**ACTIVITY**
Go to the line below containing "Target: woman in checkered hat" and print exactly from there through the line containing "formatted like [627,59].", both included. Print nothing else.

━━━━━━━━

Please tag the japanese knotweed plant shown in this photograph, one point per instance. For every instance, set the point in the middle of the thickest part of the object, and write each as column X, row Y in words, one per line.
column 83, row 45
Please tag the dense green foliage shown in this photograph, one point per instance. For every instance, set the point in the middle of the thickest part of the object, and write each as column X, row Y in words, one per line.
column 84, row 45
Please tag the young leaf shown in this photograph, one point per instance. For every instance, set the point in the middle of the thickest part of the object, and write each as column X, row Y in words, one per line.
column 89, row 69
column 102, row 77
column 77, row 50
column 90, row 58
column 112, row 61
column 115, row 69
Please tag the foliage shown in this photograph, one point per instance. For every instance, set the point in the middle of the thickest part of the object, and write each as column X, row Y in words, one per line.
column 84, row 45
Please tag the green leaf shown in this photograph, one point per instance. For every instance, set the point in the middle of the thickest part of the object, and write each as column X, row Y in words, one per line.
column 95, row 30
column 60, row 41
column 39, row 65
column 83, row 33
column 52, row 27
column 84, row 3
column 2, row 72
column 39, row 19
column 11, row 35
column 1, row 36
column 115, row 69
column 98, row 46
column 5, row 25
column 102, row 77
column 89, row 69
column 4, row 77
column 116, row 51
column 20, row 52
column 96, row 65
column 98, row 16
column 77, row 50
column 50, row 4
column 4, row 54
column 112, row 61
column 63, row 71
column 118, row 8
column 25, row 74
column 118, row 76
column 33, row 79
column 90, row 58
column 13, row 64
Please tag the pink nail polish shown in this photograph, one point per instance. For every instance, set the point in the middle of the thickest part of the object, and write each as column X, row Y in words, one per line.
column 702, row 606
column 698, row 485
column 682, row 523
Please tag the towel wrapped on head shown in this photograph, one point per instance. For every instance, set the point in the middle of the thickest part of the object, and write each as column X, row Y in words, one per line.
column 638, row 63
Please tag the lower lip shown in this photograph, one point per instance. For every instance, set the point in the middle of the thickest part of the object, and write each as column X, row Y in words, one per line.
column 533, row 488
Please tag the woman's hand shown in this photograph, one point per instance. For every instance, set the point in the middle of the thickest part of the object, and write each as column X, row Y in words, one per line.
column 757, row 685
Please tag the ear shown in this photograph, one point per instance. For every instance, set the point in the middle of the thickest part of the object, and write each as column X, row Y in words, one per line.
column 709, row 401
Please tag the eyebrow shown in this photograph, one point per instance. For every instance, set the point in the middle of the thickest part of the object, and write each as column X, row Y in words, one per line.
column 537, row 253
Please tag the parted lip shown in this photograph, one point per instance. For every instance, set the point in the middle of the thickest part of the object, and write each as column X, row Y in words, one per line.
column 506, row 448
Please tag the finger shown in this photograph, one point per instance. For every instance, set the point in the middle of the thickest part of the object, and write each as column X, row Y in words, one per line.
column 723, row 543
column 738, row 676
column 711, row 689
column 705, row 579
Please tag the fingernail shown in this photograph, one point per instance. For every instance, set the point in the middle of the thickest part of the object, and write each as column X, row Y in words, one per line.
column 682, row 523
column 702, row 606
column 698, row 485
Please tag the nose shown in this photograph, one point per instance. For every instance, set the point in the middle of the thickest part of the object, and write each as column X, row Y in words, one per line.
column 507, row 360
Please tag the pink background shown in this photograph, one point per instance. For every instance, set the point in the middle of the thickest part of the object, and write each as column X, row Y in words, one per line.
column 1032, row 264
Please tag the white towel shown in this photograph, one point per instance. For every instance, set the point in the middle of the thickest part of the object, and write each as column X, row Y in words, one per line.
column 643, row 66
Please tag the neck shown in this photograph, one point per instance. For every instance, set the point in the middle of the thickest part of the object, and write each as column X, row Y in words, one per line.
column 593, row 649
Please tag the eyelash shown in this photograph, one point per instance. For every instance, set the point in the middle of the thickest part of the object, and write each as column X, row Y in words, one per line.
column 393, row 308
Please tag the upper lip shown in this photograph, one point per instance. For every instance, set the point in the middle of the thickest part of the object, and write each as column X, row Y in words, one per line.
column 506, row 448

━━━━━━━━

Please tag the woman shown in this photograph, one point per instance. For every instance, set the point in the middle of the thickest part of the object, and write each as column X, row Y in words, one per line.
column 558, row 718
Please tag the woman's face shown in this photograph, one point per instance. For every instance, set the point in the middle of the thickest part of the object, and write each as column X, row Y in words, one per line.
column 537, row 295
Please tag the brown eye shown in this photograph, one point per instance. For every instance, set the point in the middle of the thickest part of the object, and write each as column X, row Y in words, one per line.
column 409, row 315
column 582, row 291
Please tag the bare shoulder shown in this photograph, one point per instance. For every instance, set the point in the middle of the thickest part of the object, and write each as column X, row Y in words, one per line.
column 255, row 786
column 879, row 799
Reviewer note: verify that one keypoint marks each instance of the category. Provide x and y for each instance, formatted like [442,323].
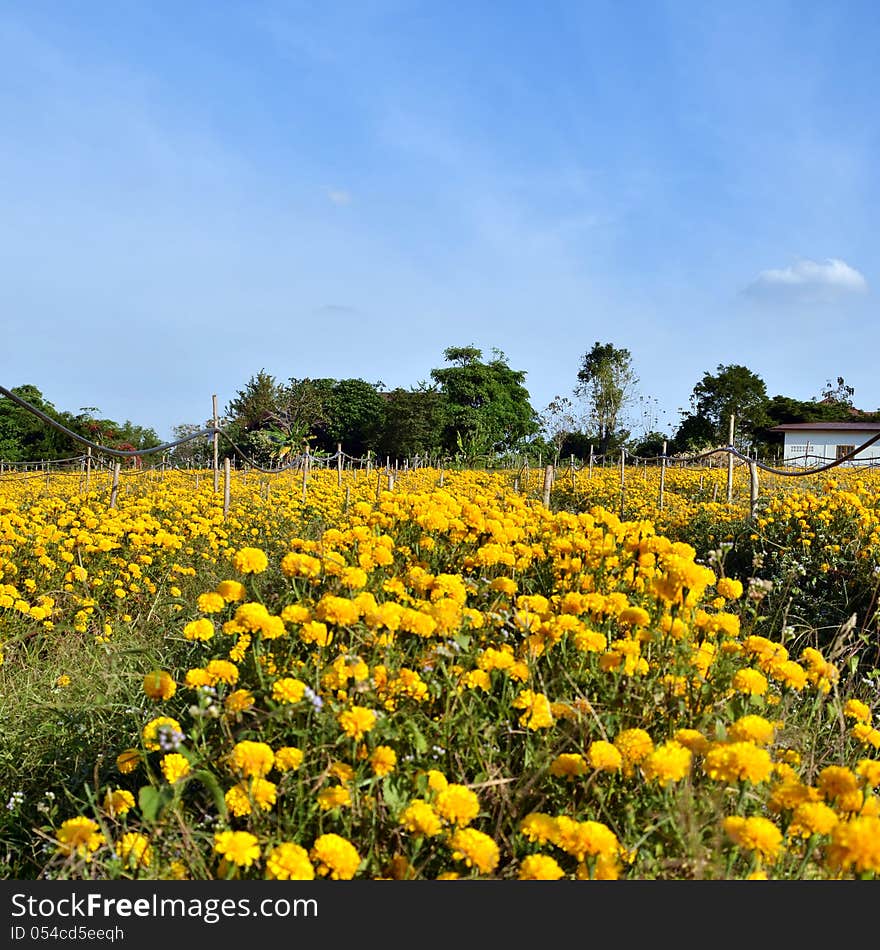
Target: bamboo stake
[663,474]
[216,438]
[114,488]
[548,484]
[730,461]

━━━━━━━━

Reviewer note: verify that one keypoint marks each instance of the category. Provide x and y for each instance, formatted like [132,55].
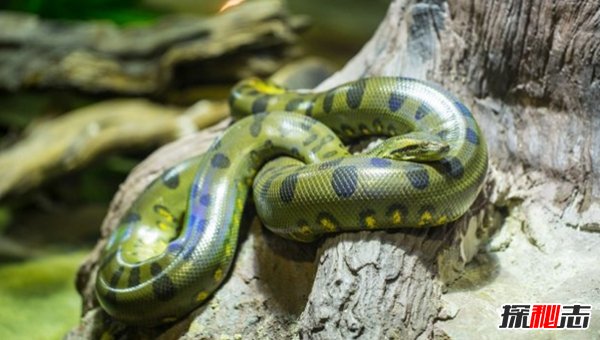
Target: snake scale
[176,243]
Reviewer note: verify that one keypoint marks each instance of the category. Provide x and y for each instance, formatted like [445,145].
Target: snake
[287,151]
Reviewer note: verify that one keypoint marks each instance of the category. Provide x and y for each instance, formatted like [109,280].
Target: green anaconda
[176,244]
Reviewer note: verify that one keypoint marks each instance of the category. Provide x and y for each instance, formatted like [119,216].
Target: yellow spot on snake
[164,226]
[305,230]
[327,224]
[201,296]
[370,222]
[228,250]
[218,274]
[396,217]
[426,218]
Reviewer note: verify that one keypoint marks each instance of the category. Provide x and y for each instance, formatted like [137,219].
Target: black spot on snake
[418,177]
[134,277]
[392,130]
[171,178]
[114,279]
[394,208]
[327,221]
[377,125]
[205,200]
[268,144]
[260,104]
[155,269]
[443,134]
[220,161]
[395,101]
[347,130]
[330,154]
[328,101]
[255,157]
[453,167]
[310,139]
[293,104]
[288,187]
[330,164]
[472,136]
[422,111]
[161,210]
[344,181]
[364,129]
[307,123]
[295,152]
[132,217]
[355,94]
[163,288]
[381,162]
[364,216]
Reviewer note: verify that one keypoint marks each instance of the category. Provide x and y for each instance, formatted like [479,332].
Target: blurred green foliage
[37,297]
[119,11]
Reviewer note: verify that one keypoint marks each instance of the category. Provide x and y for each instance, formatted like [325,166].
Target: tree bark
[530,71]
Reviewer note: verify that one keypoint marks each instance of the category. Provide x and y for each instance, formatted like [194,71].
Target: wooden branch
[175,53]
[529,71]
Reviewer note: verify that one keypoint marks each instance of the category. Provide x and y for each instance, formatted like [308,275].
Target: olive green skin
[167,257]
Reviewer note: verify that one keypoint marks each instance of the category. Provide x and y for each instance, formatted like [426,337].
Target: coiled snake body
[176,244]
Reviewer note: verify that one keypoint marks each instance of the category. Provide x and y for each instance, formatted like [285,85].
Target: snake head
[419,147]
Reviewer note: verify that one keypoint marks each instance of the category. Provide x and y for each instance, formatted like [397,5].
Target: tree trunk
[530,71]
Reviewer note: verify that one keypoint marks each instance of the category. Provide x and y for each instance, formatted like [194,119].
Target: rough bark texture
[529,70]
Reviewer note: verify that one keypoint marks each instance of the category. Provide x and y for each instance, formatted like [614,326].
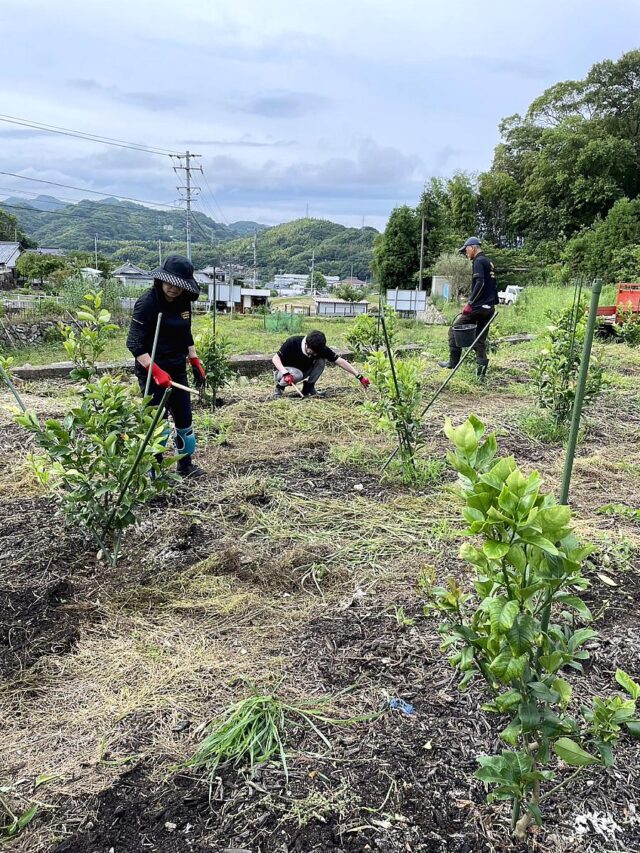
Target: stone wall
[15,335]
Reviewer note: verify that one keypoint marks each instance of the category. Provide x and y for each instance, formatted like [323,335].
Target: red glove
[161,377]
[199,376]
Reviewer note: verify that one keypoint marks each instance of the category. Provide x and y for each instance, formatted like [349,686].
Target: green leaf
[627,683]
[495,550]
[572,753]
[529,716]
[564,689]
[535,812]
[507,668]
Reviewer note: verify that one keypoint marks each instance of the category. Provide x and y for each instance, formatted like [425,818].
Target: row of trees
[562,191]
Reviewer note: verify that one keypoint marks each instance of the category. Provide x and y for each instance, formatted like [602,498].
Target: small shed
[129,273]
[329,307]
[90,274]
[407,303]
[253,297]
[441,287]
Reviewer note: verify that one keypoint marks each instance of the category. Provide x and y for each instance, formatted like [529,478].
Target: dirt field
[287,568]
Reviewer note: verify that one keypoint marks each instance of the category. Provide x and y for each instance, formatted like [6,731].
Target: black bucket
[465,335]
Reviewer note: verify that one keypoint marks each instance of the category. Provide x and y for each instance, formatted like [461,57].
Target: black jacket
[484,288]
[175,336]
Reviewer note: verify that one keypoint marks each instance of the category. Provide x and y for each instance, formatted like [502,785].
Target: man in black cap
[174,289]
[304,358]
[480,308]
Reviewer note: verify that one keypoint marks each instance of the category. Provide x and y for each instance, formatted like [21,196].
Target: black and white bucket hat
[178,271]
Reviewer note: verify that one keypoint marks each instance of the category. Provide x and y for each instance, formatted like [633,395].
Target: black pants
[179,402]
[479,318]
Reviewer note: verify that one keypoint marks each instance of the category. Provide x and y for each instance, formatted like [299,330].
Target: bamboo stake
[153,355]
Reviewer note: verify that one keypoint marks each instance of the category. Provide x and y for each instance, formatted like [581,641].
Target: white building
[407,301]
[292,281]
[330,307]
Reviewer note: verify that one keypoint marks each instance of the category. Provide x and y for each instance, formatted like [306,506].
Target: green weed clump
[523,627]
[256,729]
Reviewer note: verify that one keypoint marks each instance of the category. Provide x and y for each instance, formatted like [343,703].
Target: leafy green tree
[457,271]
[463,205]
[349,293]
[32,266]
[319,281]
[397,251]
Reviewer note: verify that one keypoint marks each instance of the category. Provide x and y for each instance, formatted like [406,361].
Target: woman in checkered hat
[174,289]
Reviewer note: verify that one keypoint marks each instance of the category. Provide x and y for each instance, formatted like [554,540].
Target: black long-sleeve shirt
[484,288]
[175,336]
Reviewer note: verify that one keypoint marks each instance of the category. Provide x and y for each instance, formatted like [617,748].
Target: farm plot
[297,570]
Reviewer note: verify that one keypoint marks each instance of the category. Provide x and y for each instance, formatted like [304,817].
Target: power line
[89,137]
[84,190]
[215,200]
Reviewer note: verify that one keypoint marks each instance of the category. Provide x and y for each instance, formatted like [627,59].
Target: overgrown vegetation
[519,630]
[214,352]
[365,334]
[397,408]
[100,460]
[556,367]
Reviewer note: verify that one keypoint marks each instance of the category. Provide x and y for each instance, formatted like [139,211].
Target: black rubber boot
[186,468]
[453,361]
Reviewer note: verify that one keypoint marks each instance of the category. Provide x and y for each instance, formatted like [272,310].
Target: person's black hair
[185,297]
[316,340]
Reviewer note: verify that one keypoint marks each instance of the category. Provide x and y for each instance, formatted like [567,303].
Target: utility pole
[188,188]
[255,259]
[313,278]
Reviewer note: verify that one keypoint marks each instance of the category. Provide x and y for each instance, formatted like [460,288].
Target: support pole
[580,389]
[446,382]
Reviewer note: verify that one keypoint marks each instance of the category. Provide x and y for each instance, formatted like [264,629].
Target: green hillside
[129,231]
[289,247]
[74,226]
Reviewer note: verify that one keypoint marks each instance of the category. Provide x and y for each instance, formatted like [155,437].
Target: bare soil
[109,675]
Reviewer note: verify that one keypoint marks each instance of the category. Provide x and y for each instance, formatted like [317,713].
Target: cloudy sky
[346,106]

━━━━━━━━

**TASK RESULT**
Target: woman in checkered hat
[174,289]
Reviewer note: verify that one keypoint marks each instance of the category. Provide x and y for each instance, formatted like [554,540].
Target: black long-sleeve shirt
[484,288]
[175,336]
Reviewer note: verify that one keypoint marks each instance of the category. Provide x and y for each instance, formatted like [617,748].
Target: farm plot
[297,570]
Reviewer note: verify that one keypoint marks each instance of the category. Provide x and y for each instance, formatted like [304,817].
Target: power line
[89,137]
[84,190]
[215,200]
Reviewer note: verify that one keypoint marks each instance of the category. Provide x and y for each instance, formatted like [627,59].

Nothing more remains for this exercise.